▶ **YOUR INSTRUCTIONS**:
Please set down every entry again exactly as it stands, without the pictures.
START DATA FOR THIS EXERCISE
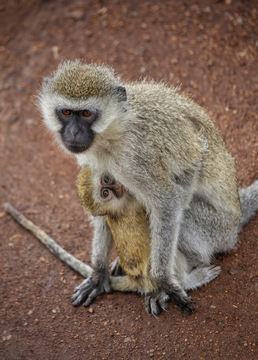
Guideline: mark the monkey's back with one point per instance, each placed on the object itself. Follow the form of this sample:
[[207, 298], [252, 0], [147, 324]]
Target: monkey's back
[[181, 134]]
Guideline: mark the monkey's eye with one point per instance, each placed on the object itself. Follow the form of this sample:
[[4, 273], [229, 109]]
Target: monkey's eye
[[86, 113], [66, 112], [105, 193]]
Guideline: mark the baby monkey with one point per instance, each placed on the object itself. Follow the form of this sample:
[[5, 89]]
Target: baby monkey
[[102, 195]]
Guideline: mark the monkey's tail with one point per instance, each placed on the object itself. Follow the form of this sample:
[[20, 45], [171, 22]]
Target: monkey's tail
[[249, 202]]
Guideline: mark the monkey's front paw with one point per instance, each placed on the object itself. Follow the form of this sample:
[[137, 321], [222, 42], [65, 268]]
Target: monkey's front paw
[[87, 290], [116, 268], [156, 302], [182, 300]]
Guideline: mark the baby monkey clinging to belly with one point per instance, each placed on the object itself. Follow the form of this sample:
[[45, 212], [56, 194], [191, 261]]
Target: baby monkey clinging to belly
[[101, 195]]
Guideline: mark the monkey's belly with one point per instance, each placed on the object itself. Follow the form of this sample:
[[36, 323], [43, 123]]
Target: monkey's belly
[[132, 238]]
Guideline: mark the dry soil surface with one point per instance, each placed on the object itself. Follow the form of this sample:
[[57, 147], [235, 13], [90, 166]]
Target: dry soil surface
[[210, 49]]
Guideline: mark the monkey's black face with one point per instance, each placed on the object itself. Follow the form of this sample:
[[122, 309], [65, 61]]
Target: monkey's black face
[[76, 133]]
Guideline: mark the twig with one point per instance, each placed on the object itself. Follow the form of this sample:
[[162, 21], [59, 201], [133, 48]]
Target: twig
[[75, 264]]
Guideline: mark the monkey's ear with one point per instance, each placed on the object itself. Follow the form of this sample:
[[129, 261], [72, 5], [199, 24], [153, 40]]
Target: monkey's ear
[[121, 93]]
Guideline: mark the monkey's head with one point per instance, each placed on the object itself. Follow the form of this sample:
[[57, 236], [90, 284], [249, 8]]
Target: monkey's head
[[102, 194], [74, 103]]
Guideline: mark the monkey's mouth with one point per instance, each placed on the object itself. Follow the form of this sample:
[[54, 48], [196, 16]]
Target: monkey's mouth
[[76, 148]]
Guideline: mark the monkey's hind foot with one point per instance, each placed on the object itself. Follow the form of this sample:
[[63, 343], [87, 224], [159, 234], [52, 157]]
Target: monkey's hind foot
[[156, 302], [201, 276]]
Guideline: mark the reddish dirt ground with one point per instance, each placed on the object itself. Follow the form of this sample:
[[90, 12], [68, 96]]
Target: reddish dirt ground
[[210, 48]]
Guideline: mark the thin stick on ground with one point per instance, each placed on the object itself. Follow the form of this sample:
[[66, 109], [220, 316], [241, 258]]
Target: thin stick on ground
[[77, 265]]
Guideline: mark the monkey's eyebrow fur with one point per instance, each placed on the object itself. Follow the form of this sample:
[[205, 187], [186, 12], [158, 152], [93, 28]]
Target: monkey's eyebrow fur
[[77, 265]]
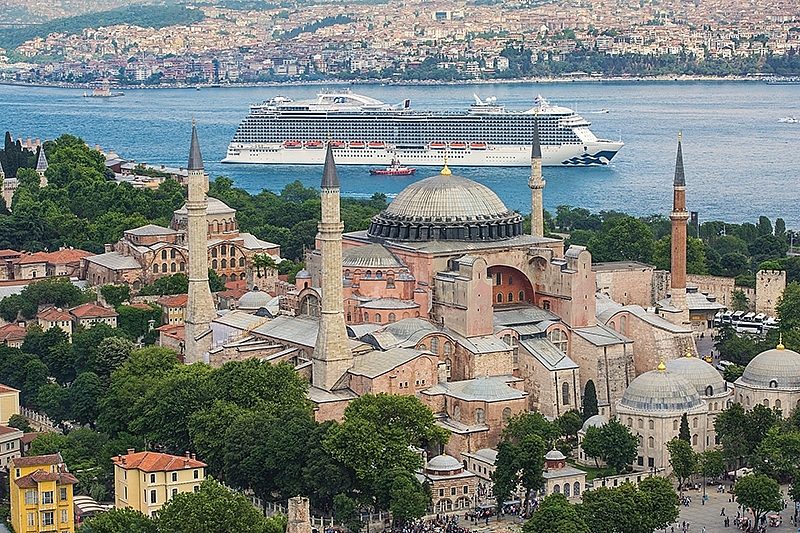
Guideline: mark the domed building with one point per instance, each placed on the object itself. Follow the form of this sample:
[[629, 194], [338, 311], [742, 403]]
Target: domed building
[[453, 487], [710, 385], [771, 379], [652, 407]]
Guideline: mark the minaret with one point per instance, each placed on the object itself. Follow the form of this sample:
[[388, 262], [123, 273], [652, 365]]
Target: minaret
[[41, 167], [332, 356], [536, 183], [200, 306], [679, 218]]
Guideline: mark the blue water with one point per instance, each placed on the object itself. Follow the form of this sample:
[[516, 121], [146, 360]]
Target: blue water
[[740, 162]]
END DATA FOR THIS EXERCISE
▶ **OUTPUT FOR THIS TASK**:
Guideline: mark the monkey's back with one point per instance, each placed on the object itself. Follow the form of this sample:
[[207, 298], [252, 0], [147, 324]]
Target: monkey's back
[[181, 134]]
Guideline: mark the monkey's eye with one point per instance, each placed on the object itself. Follow the form of this sample:
[[4, 273], [229, 109]]
Target: monkey's eye
[[86, 113], [66, 112], [105, 193]]
Guideline: mark the baby monkey with one point per instance, each placed on the object itself. Follow the form of this sample:
[[5, 89]]
Target: baby monkey
[[102, 195]]
Guideline: mark the monkey's tail with one point per instance, each placed on the object itself. Follow the form of this sample:
[[20, 45], [171, 22]]
Target: monkey's tail
[[249, 202]]
Guideline: mark the monkey's front paw with one point per instance, each placed on the object itself. Follow the form of this sample:
[[137, 321], [222, 42], [65, 268]]
Target: monkey's front paw
[[87, 290], [116, 268], [156, 302], [182, 300]]
Guideline: mark the baby monkey clinging to belly with one point per instance, each placed on the object itself. Follow the form of this sample:
[[45, 212], [56, 194], [191, 261]]
Target: baby monkey clinging to belly
[[101, 195]]
Guideline: mark the monkey's belly with one point per instance, each placed on the object itself. Follow the form of this sample:
[[36, 323], [43, 123]]
Target: monkey's belly
[[132, 238]]
Guideline: mark the dry soil surface with one point per instance, each placed on the object itself. Follow the form of this sample:
[[57, 147], [235, 13], [90, 166]]
Target: dry soil surface
[[210, 49]]
Guideline: mark the monkey's black face with one point per instance, each placed on the object itself. Follow the form of this sample:
[[122, 309], [65, 61]]
Target: monkey's black face
[[76, 133]]
Guideline: mark the twig with one point per instance, each placed on the object itself. Follow the form of this sample:
[[162, 21], [59, 201], [133, 48]]
Target: twig
[[75, 264]]
Guideline: mark the monkey's ear with one point per instance, each placed on the object itself. Follow the form of this sample:
[[129, 261], [72, 5], [199, 24], [153, 40]]
Target: monkey's ear
[[121, 93]]
Guideline: mark the monkey's head with one point per instance, each placed on the object itself. Follow the form of this sample:
[[57, 236], [90, 284], [249, 8]]
Target: monkey's head
[[102, 194], [74, 103]]
Guideline: mark the monkey's mouth with one point per instance, each placed on the object itself. Follow the form of this sample:
[[54, 48], [196, 16]]
Target: monkey's mouth
[[76, 148]]
Guideline: mark the monkey's hind foot with one point per instance, each placed on the object itself. Follow the form of this sample:
[[63, 343], [87, 224], [159, 234], [52, 157]]
Target: monkey's hind foot
[[156, 302], [201, 276]]
Guideline: mark the reddish dirt ground with one point per instance, each placed on the object itself. Follow the form of this sample:
[[90, 12], [68, 96]]
Target: reddish dirt ground
[[210, 48]]
Guideline: mark the thin stick on ground with one point per instance, each placed on the object itself. Follow the form of this sample:
[[66, 109], [220, 316], [241, 258]]
Target: thin stick on ground
[[77, 265]]
Guideline: mark the monkey's eyebrow fur with one point per instance, each placed on the object itself. Follow the form of this sample:
[[205, 187], [186, 12], [158, 152], [93, 28]]
Target: monkey's eyebrow fur
[[77, 265]]
Guideline: mark the domed building with one point per instance, each placed on the object itself. Follow the form of this sample:
[[629, 194], [338, 311], [742, 403]]
Target: domed building
[[453, 487], [710, 385], [771, 379], [652, 407]]
Guideline: mark the minaret with one point per instance, each placed on the object itself. Follow the form of this sample:
[[388, 262], [123, 273], [652, 365]]
Target: minaret
[[41, 167], [332, 356], [536, 183], [200, 306], [679, 218]]
Guideline: mark the blue water with one point per instance, each placed on the object itself. Follow the form of this sample:
[[516, 121], [146, 360]]
Target: blue water
[[740, 162]]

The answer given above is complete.